> _Task description_: Although the records contain pictures, only their text should be set down, exactly as written.

> _Task material_:
--

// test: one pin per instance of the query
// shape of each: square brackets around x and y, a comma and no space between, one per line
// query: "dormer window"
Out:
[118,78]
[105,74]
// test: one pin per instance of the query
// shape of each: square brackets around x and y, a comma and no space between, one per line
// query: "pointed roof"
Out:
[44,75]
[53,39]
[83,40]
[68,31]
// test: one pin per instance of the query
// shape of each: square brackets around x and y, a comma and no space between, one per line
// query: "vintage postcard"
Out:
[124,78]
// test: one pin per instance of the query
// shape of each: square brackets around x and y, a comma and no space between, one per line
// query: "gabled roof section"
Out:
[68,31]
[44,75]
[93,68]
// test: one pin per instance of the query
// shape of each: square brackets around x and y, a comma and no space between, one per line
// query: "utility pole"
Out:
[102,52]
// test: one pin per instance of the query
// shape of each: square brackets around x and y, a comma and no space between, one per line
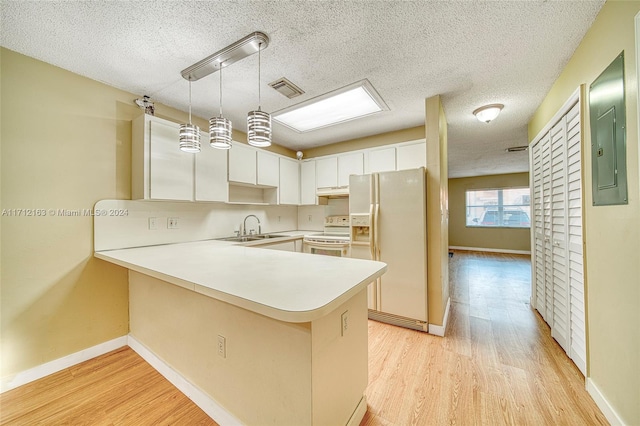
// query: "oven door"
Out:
[327,249]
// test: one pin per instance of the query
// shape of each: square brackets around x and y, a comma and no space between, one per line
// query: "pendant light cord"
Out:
[259,94]
[189,101]
[221,90]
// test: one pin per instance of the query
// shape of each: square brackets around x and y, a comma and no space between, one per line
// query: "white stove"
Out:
[333,241]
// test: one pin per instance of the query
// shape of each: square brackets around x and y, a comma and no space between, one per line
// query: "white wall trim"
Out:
[490,250]
[15,380]
[603,404]
[195,394]
[440,330]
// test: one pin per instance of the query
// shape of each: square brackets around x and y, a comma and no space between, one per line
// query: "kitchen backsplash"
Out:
[126,223]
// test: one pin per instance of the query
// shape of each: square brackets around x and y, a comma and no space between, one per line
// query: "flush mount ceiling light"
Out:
[258,121]
[189,133]
[488,112]
[356,100]
[220,127]
[517,148]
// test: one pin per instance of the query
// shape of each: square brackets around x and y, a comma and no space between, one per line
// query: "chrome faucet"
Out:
[244,225]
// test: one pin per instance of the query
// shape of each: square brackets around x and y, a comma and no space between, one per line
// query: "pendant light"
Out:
[189,133]
[259,122]
[220,127]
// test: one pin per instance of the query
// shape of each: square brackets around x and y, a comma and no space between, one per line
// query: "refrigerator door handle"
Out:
[375,231]
[372,245]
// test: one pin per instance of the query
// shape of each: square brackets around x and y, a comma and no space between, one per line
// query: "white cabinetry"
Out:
[159,170]
[308,182]
[411,156]
[242,164]
[327,172]
[211,174]
[289,181]
[349,164]
[268,169]
[381,160]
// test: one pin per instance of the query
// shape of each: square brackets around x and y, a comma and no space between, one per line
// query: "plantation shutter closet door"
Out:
[557,266]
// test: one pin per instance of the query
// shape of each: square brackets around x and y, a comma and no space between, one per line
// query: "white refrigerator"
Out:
[388,222]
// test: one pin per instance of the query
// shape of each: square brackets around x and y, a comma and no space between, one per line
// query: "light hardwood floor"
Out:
[118,388]
[497,365]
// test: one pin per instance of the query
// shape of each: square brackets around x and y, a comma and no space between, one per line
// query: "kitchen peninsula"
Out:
[272,337]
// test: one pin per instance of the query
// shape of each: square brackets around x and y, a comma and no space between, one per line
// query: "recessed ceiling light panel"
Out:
[354,101]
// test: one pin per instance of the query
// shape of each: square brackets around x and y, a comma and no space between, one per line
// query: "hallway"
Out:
[497,364]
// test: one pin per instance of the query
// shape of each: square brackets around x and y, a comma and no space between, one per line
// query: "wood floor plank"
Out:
[497,364]
[118,388]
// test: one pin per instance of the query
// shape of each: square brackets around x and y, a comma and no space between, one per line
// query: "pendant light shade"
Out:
[258,121]
[189,133]
[259,128]
[219,127]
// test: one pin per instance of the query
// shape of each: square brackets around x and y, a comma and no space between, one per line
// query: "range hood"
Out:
[333,192]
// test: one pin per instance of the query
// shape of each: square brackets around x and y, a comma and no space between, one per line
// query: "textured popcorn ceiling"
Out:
[472,53]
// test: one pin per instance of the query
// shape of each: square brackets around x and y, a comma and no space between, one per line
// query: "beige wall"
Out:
[66,143]
[612,233]
[491,238]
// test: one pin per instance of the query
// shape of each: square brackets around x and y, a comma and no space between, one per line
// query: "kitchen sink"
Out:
[247,238]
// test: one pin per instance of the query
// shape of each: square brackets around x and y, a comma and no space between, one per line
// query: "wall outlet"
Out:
[222,346]
[344,323]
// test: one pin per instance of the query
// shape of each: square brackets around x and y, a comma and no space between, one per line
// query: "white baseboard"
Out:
[603,404]
[13,381]
[440,330]
[359,412]
[195,394]
[490,250]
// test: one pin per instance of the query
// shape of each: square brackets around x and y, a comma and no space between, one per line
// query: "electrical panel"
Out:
[608,135]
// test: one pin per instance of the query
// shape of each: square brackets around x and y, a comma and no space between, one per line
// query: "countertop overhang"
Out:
[287,286]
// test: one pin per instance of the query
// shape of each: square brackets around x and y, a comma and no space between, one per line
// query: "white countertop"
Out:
[287,286]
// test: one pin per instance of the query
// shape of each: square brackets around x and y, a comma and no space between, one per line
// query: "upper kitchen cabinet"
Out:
[327,172]
[289,181]
[411,156]
[253,175]
[381,160]
[349,164]
[159,170]
[268,169]
[242,164]
[211,173]
[308,182]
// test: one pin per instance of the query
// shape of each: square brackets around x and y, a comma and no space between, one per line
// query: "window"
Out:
[502,208]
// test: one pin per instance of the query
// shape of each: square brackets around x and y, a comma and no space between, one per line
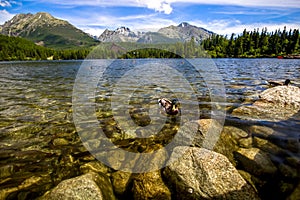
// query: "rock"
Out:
[150,186]
[201,174]
[121,181]
[87,186]
[230,140]
[282,95]
[6,170]
[275,104]
[28,188]
[60,142]
[255,161]
[94,166]
[295,194]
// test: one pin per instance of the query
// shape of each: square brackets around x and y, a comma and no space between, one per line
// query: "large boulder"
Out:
[150,186]
[87,186]
[204,174]
[255,161]
[274,104]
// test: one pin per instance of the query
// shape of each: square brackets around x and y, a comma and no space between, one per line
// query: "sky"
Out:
[220,16]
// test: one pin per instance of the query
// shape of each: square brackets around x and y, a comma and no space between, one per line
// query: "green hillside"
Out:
[15,48]
[45,30]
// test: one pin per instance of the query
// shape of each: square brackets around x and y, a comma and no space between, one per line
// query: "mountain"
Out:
[45,30]
[171,34]
[122,34]
[185,32]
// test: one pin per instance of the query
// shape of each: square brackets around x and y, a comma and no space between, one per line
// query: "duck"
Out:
[277,83]
[171,107]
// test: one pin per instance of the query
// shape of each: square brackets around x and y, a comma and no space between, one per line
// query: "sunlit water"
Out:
[36,104]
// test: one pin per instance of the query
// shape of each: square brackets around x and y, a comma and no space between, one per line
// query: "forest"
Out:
[254,44]
[15,48]
[249,44]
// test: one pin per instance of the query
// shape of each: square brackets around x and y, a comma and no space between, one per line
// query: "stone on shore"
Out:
[204,174]
[87,186]
[274,104]
[150,186]
[255,161]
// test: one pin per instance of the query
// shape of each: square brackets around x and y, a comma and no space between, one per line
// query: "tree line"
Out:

--

> _Task solution_:
// test: one pin per instance of the query
// shape of each: square brackets around x and y, a comma and no space between, one per line
// query: "dormer window"
Out:
[118,78]
[105,74]
// test: one pin per instance of the query
// shape of each: square brackets around x and y, a comma and no space between, one per line
// query: "pointed roof"
Out:
[44,75]
[53,39]
[83,40]
[68,31]
// test: one pin per instance of the query
// shape of each: square brackets around x and y, a comma and no space between, one per line
// query: "vintage postcard"
Out:
[124,78]
// test: one pin per instance of the query
// shape of each: square brackets around x and y, a comma and no space between, one per line
// query: "gabled roof section"
Out:
[68,31]
[44,75]
[93,68]
// test: one pin per instance of the query
// shape of each: square brackets around x and y, a comma and no space between, one per line
// query: "utility pole"
Out:
[102,52]
// test: one pin per instance of the query
// shape of each: square brackets around x and y, a comma and no space between, one per line
// query: "oven door"
Out:
[327,249]
// test: one pin per instance of the query
// shape of each: square brackets around x and y, a comma and no space between, one per line
// query: "pendant light cord"
Out:
[259,94]
[189,101]
[221,90]
// test: one pin per instance of the query
// shape of each: square brackets around x and y, a comma and no space between, one per line
// query: "white stove"
Out:
[333,241]
// test: one pin per instance of the query
// shape of each: square brackets around x and y, a comma and no space between, one per line
// query: "white wall trim"
Out:
[490,250]
[15,380]
[603,404]
[195,394]
[440,330]
// test: one pin per instance of the query
// shape of each: square brackets around x and y, a comma and no space between, one per line
// query: "kitchen backsplash"
Out:
[126,223]
// test: one pin per instance of the query
// shape of each: square brackets around x and y, a comma and no space between, one per line
// query: "flush mount ceiling light"
Out:
[258,121]
[189,133]
[488,112]
[356,100]
[220,127]
[517,148]
// test: one pin per instance of the query
// shape of each: square brackets around x and y, a comma and no space between, one per line
// query: "chrome faucet"
Out:
[244,225]
// test: one pin per instance of the query
// shape of each: square brackets around x and y, a comma and no space between, one per line
// query: "pendant light"
Out:
[189,133]
[259,122]
[220,127]
// test: one pin per instance of the query
// shape of each: square brackets around x and y, a comma and no space between, one per line
// query: "refrigerator door handle"
Out:
[375,231]
[372,245]
// test: one pin per instance of the query
// shape of each: square brackets around x and y, a comma and no space between, one per line
// query: "white cabinetry"
Out:
[159,170]
[308,182]
[411,156]
[242,164]
[327,172]
[211,174]
[289,181]
[349,164]
[268,169]
[381,160]
// test: one pin per instance of the query
// shape of each: square brackets around x and y, a comma and no space between, one per line
// query: "plantation shutter closet door"
Out:
[557,266]
// test: one pin per instance of the query
// shape of each: square brackets around x and y, a comma and no space between, one per line
// query: "white refrigerator"
Out:
[388,222]
// test: one pin per instance of the query
// shape of each: square brackets around x and y, a comma and no space between, one per line
// query: "light hardwood floor"
Out:
[118,388]
[497,365]
// test: one pin per instance of the query
// shape of each: square brackets around x and y, a comma and no space between, one per line
// query: "kitchen peninsula"
Out:
[272,337]
// test: one pin per instance of the query
// shape of each: square brackets around x and y, a comma and no space between, one per line
// query: "recessed ceiling light panel"
Out:
[354,101]
// test: one pin per instance of the query
// shape of each: square brackets around x and y, a comma and no space between, one per line
// query: "hallway"
Out:
[497,364]
// test: one pin per instance of the query
// shape of each: square brackets around x and y, a comma and no space between, one per line
// query: "wood floor plank"
Out:
[497,364]
[118,388]
// test: one pin per instance of the query
// shape of each: square brackets around x and y, a comma and no space between, one per line
// query: "pendant light shade"
Out:
[258,121]
[189,133]
[259,128]
[219,127]
// test: one pin per instance of the query
// shape of each: square brackets around x and y, a comma and no space between, one per line
// query: "range hood"
Out:
[333,192]
// test: one pin per instance of the query
// shape of each: square brackets around x and y, a comma and no space between, one per line
// query: "textured popcorn ceiling"
Out:
[472,53]
// test: one pin per instance of the query
// shape of each: square brackets around x and y, a comma and no space between, one per line
// query: "beige wall"
Out:
[66,143]
[612,233]
[491,238]
// test: one pin per instance of the query
// shape of each: square brackets around x and y, a comma and no space between, one per line
// query: "kitchen sink"
Out:
[247,238]
// test: one pin per instance of the query
// shape of each: square brackets around x and y, a comma and no space between, one per line
// query: "wall outlet"
Out:
[222,346]
[344,323]
// test: one pin per instance of the query
// shape of each: square brackets around x and y, a comma and no space between, one per line
// query: "white baseboard"
Out:
[603,404]
[13,381]
[440,330]
[359,412]
[195,394]
[490,250]
// test: one pin per instance of the query
// shape of each: square brackets around x and y, a comma and no space between, one per line
// query: "electrical panel"
Out:
[608,135]
// test: one pin per instance of the query
// shape of each: square brackets around x and y, a comma and no space between, one per line
// query: "countertop overhang"
Out:
[287,286]
// test: one pin per instance of the query
// shape of each: square brackets around x and y, a comma and no space between, one per line
// query: "white countertop"
Out:
[287,286]
// test: one pin per instance of the query
// shape of each: square brackets around x and y, a comma and no space between, one per line
// query: "upper kitchen cabinet"
Out:
[327,172]
[289,181]
[411,156]
[253,175]
[381,160]
[349,164]
[159,170]
[268,169]
[242,164]
[211,173]
[308,182]
// test: one pin per instance of the query
// shape of each: square brackets around x and y, a comma and no space between, one per line
// query: "window"
Out:
[502,208]
// test: one pin per instance of the query
// shape of each: square brackets around x and y, a comma and no space between, one per line
// query: "rock"
Out:
[150,186]
[201,174]
[121,181]
[87,186]
[230,140]
[282,95]
[6,170]
[275,104]
[28,188]
[60,142]
[255,161]
[94,166]
[295,194]
// test: one pin per instance of the query
// shape of each: square brackets around x and y, a comma and no space between, one per line
// query: "large boulder"
Out:
[150,186]
[87,186]
[204,174]
[255,161]
[274,104]
// test: one pin per instance of the query
// shape of each: square brackets around x and y, a comma and no space between, one per line
// query: "sky"
Out:
[220,16]
// test: one pin per instance of the query
// shape of each: square brackets around x and y, a comma and no space between, one per line
// query: "green hillside"
Out:
[15,48]
[45,30]
// test: one pin per instance of the query
// shape of each: square brackets around x and y, a comma and no space between, one per line
// query: "mountain"
Out:
[45,30]
[171,34]
[122,34]
[185,32]
// test: one pin per instance of the query
// shape of each: square brackets around x and y, a comma and no space between, one per line
// query: "duck"
Out:
[277,83]
[171,107]
// test: one pin per instance of the query
// shape of each: square brackets around x and y, a comma and no space between, one per line
// query: "sunlit water"
Out:
[36,104]
// test: one pin per instance of the query
// shape of each: square brackets around x and y, a comma and no space between, one per line
// query: "forest"
Out:
[254,44]
[15,48]
[249,44]
// test: one pin per instance of the query
// shape of each: square brackets around x and y, a comma and no space between, one per line
// query: "stone on shore"
Out:
[204,174]
[87,186]
[274,104]
[150,186]
[255,161]
// test: one pin per instance of the query
// shape of each: square brackets around x and y, a comma and no space between, one per line
// query: "tree line"
Out:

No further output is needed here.